● **PROMPT**
Quote the text on scaling production word for word, from "But McKinsey has" to "planned capital investment.".

● **EXTRACTED TEXT**
But McKinsey has the answer: a recipe for scaling complex production. As proof it can work, the article presents a short case study of an aerospace OEM that followed the plan and created a road map that aimed to triple their production in less than two years, while also saving approximately 20 percent of planned capital investment.

How to Achieve Scale

McKinsey’s approach to successful scaling starts with a foundation. To fulfill booked orders while also adding assets and new hires and redefining your operating model, they identify key elements that must be part of your organization’s core infrastructure. These will be critical for mitigating cost overruns while simultaneously transitioning to full-rate production. They include a “deliberate, methodical, and codified approach to scaling production,” detailed strategies per capital asset to predict and reduce disruptions, an agile operating model to cultivate and instill new ways of working, and more.

Building on that foundation then requires a mixture of McKinsey’s core ingredients and accelerants.

 

Core ingredients are strategies for how best to use existing resources to meet demand.

  • Maximizing throughput involves running production machinery at near full-potential capacity, as well as the development of specific maintenance strategies and processes necessary for sustaining higher output levels.
  • Shift design and shift augmentation can help unlock incremental capacity without much capital expenditure. This enables OEMs to balance labor needs while also maximizing throughput.
  • Incremental capital investments can be minimized via a total cost of ownership approach that evaluates factors such as lifecycle management, predictability of future demand, and make-buy decisions.

Accelerants are actions you can take that both help you improve or increase output and help you create the required infrastructure for increased production.

  • Advanced analytics can help maximize what’s learned from each production iteration. Having the proper data can also feed digital simulations and digital performance management to identify performance optimization opportunities.
  • Supply-chain scaling is critical to increasing output and ensuring efficient and continuous operations. It starts with evaluating your part for criticality and the ability to simplify or redesign. Next is assessing supplier risk for performance, scalability, and reliability. Finally, mitigating potential risk may include developing redundancy in the supply chain.
  • Optimization of working capital by developing the right fulfillment strategy that can balance part availability and mitigate waste.

● **GIVEN INFORMATION**
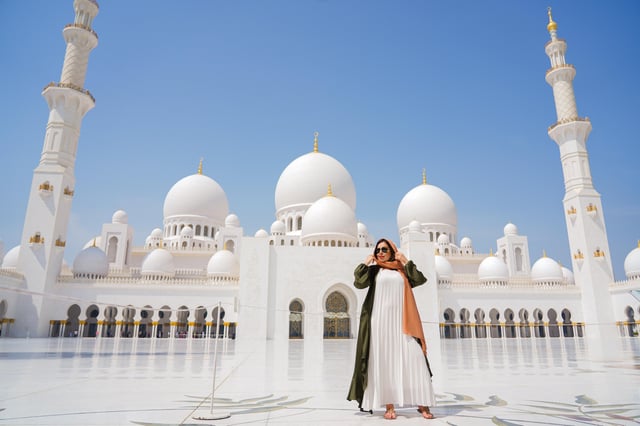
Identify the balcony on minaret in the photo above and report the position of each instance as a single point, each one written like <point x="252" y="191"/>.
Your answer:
<point x="36" y="240"/>
<point x="45" y="189"/>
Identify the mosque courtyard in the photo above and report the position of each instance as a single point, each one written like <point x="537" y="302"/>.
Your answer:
<point x="118" y="381"/>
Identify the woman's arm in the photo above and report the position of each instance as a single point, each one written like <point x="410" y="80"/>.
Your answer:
<point x="416" y="277"/>
<point x="361" y="275"/>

● **SOLUTION FOR THIS TASK**
But McKinsey has the answer: a recipe for scaling complex production. As proof it can work, the article presents a short case study of an aerospace OEM that followed the plan and created a road map that aimed to triple their production in less than two years, while also saving approximately 20 percent of planned capital investment.